[Your task] Output every line of the data below as a JSON list of strings, one string per line, skipping blank lines. Leave out the pictures.

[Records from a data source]

* * *

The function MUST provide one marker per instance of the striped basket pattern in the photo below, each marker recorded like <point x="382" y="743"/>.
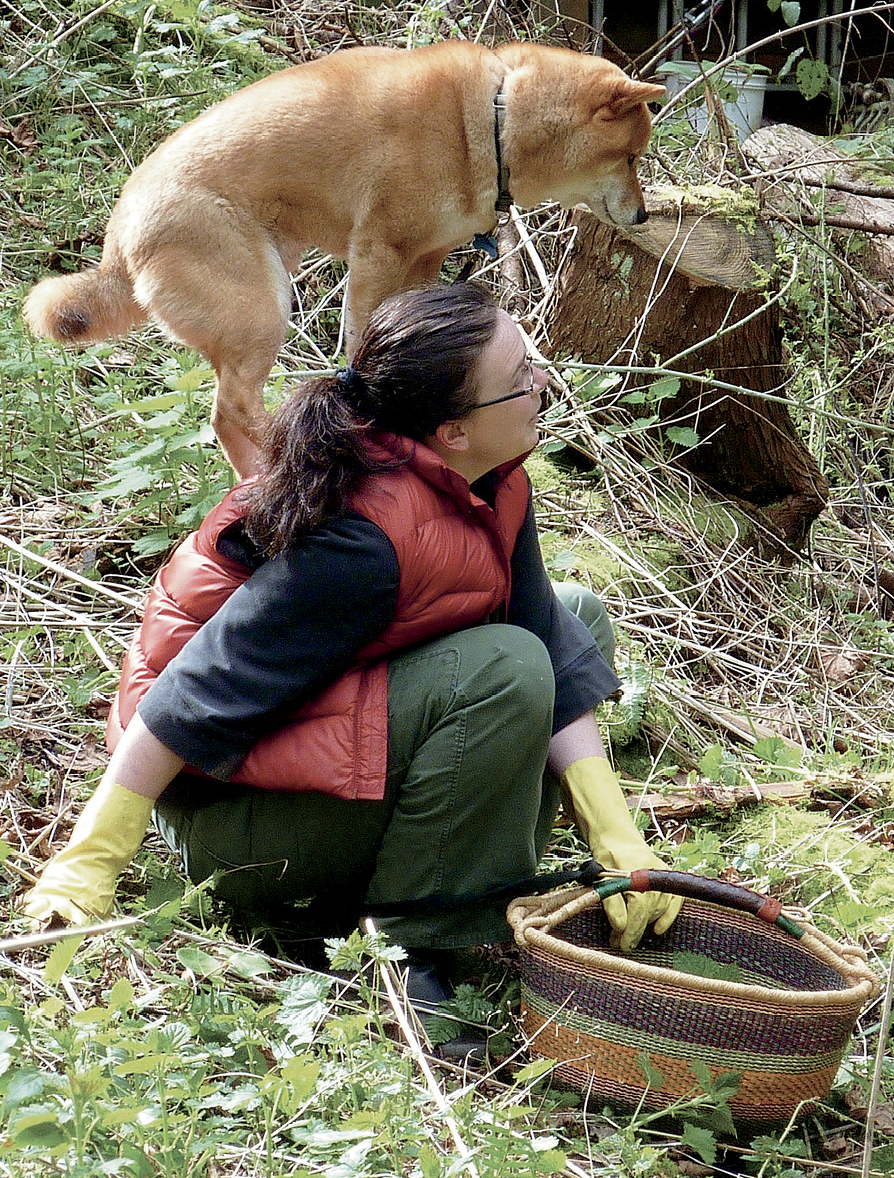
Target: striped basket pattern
<point x="776" y="1008"/>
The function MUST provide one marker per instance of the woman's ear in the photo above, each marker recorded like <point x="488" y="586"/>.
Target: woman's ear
<point x="452" y="436"/>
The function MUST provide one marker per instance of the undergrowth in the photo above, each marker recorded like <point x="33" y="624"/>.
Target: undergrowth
<point x="181" y="1045"/>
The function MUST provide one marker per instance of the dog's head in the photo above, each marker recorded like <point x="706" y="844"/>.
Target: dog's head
<point x="617" y="132"/>
<point x="578" y="126"/>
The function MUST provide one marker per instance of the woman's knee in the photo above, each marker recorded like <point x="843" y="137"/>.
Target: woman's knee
<point x="516" y="666"/>
<point x="588" y="607"/>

* * *

[Task result]
[
  "The function MUST provide one marker per instance of the striped basket pattern in the photo below, each marker recorded like <point x=\"382\" y=\"743\"/>.",
  "Target: striped basket pattern",
  "<point x=\"776\" y=\"1008\"/>",
  "The function MUST provide one marker per instance of the woman's ear in the photo above, each marker recorded like <point x=\"488\" y=\"586\"/>.",
  "Target: woman's ear",
  "<point x=\"452\" y=\"436\"/>",
  "The function MUST provide one marker per instance of the undergrowth in the photo above, each marker recorded like <point x=\"33\" y=\"624\"/>.",
  "Target: undergrowth",
  "<point x=\"181\" y=\"1045\"/>",
  "The function MUST provide one marker per instance of the dog's head in the photo above, each marker recorded like <point x=\"706\" y=\"844\"/>.",
  "Target: dog's head",
  "<point x=\"617\" y=\"132\"/>",
  "<point x=\"578\" y=\"126\"/>",
  "The function MUST provide one marker per instance of the woman's knee in the photo above, each marker recorded like <point x=\"843\" y=\"137\"/>.",
  "Target: woman's knee",
  "<point x=\"516\" y=\"666\"/>",
  "<point x=\"588\" y=\"607\"/>"
]